• Task 1
Print the listing below exactly as it appears, from its first line through the line holding "[482,331,593,418]", inclusive.

My twenty-year collaboration with Steve is a major factor in understanding my musical evolution, we’ve known how to keep this complicity alive throughout all these years, and it keeps going to our very great pleasure. I very much wanted to associate him with this trio even if at a distance, it’s clear to me that my playing and my musical spirit wouldn’t be what they are if I hadn’t met him. This is true also of many other players, but when preparing this trio disc I already knew that Steve would be there to input his ear-attitude. When the sound trio of the trio disappears and then re-appears, listening to the record is nourished by this musical journey that Steve offers. It’s perhaps rather film-like, in the end, these sorts of narrative ellipses.

TR: Turning to Circles and Calligrams, what led to the decision to do another solo record and in what ways do you think of it as a different kind of project than Nu-turn (if you do)? Although I haven’t compared the two in depth, listening to the first track of each suggests some differences. The first thing you notice is the closer piano sound on the new record, magnifying so to speak the resonances of the strings. And perhaps this is mirrored in the playing, which on “In Rainbows” (the first track of Nu-turn) has an almost classical poise and order, a reflective quality let’s say, whereas “Circles and Calligrams” seems to embrace the chances of the moment in a more restless and immersive way.

BD: The fact of having been awarded the fellowship of the New York Civitella Foundation definitely pushed me to rethink my evolution as a solo pianist. Without this opportunity it would have taken me several years I believe to really get into that. Moving forward is difficult, there’s a lot of inertia, a slowness even if one is working on things.

Very simply, I had never worked this way, in this kind of isolation. Although I had no need for a new solo disc, I did need to rediscover myself through my researches. These six weeks in Italy, alone in my studio at the top of a hill, were, simply, an important step in my life.

There is a major difference between those two records: Nu-turn was conceived as a set of studies of polyrhythmic fabrics, whereas Circles and Calligrams was crafted as a performance set. In that sense Circles projects itself outward, while Nu-turn, as a first solo attempt, seems to me more introverted. Still I remain very much attached to Nu-turn, it brought forth my solo piano music and that was an achievement.

• Given entries

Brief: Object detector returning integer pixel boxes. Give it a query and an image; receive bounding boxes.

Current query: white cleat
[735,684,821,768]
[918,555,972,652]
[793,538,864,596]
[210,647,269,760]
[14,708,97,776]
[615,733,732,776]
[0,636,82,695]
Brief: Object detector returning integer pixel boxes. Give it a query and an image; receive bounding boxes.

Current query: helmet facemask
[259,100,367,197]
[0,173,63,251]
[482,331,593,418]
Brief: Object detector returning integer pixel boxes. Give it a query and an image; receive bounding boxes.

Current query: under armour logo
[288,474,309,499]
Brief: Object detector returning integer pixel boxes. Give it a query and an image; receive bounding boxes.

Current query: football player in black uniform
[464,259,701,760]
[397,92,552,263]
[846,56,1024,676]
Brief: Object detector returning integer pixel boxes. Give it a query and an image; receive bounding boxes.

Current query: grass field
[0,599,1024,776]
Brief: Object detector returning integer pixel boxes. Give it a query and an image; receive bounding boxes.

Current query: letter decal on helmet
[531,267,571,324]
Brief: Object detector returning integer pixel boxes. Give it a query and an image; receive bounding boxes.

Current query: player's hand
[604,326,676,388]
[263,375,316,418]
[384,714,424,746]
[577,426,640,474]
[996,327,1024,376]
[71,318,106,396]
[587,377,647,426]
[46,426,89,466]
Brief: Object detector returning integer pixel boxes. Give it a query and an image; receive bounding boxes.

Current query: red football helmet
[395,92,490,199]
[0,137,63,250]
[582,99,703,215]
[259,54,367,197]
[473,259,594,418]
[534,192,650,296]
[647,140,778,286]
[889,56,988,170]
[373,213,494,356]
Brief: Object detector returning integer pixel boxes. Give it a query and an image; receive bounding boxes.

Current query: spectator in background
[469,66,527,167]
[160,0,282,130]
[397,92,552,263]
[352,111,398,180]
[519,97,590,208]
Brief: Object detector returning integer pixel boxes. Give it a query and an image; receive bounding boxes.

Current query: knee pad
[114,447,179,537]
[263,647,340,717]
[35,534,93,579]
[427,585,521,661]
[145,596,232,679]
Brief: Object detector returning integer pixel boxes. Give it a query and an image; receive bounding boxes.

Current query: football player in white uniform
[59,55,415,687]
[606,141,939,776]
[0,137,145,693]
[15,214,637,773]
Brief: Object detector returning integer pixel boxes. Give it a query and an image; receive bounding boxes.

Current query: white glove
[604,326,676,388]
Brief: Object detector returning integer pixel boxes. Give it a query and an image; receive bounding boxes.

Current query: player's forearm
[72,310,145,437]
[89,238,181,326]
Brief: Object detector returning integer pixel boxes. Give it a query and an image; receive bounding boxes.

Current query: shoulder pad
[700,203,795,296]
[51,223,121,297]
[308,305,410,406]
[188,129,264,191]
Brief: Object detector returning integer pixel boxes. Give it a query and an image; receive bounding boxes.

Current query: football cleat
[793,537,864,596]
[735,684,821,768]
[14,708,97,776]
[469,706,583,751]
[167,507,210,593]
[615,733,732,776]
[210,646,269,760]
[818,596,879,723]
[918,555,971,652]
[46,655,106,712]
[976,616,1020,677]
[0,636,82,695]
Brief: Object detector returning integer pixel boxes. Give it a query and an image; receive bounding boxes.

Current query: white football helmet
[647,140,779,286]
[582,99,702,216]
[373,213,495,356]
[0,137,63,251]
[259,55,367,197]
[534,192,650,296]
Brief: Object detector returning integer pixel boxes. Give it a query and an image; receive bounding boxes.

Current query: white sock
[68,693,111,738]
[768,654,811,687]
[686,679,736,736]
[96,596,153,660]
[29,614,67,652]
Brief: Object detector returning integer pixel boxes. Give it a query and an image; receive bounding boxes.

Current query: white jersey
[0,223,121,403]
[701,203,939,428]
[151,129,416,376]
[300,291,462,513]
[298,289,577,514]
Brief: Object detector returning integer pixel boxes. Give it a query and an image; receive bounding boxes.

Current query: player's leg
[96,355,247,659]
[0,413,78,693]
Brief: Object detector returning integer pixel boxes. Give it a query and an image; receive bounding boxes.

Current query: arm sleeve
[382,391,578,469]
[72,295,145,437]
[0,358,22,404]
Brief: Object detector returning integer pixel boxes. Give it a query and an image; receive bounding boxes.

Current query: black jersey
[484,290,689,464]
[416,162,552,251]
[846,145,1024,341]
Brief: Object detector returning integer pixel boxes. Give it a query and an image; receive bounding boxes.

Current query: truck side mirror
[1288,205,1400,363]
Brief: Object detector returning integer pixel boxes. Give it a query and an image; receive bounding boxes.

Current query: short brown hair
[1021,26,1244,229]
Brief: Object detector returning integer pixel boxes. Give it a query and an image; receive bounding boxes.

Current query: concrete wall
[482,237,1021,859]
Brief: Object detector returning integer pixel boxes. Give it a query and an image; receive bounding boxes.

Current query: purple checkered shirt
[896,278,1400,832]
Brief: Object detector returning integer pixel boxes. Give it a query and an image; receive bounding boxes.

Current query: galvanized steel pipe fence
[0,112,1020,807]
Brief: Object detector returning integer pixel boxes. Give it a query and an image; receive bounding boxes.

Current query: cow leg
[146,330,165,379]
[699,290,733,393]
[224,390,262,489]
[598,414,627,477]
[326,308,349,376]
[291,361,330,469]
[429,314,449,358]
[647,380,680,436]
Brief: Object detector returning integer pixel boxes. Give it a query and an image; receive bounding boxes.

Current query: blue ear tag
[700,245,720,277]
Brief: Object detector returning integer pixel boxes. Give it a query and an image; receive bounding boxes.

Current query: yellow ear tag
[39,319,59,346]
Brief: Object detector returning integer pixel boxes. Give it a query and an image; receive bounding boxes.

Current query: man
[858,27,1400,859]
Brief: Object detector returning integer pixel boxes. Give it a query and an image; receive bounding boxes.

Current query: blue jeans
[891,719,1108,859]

• Task 2
Output the passage of the interview between "Very simply, I" and "was an achievement.", inclusive, copied word for word.

• Worked solution 1
Brief: Object detector returning integer pixel boxes. Give it a query and an image; receive bounding boxes.

Current query: white cleat
[735,684,821,768]
[918,555,972,652]
[793,538,864,596]
[210,647,269,760]
[14,708,97,776]
[615,733,732,776]
[0,636,82,695]
Brief: Object detector returning integer pixel boxes. Give it a query and an image; receive bounding boxes.

Current query: helmet facemask
[259,100,367,197]
[0,173,63,251]
[482,331,593,418]

• Worked solution 2
Very simply, I had never worked this way, in this kind of isolation. Although I had no need for a new solo disc, I did need to rediscover myself through my researches. These six weeks in Italy, alone in my studio at the top of a hill, were, simply, an important step in my life.

There is a major difference between those two records: Nu-turn was conceived as a set of studies of polyrhythmic fabrics, whereas Circles and Calligrams was crafted as a performance set. In that sense Circles projects itself outward, while Nu-turn, as a first solo attempt, seems to me more introverted. Still I remain very much attached to Nu-turn, it brought forth my solo piano music and that was an achievement.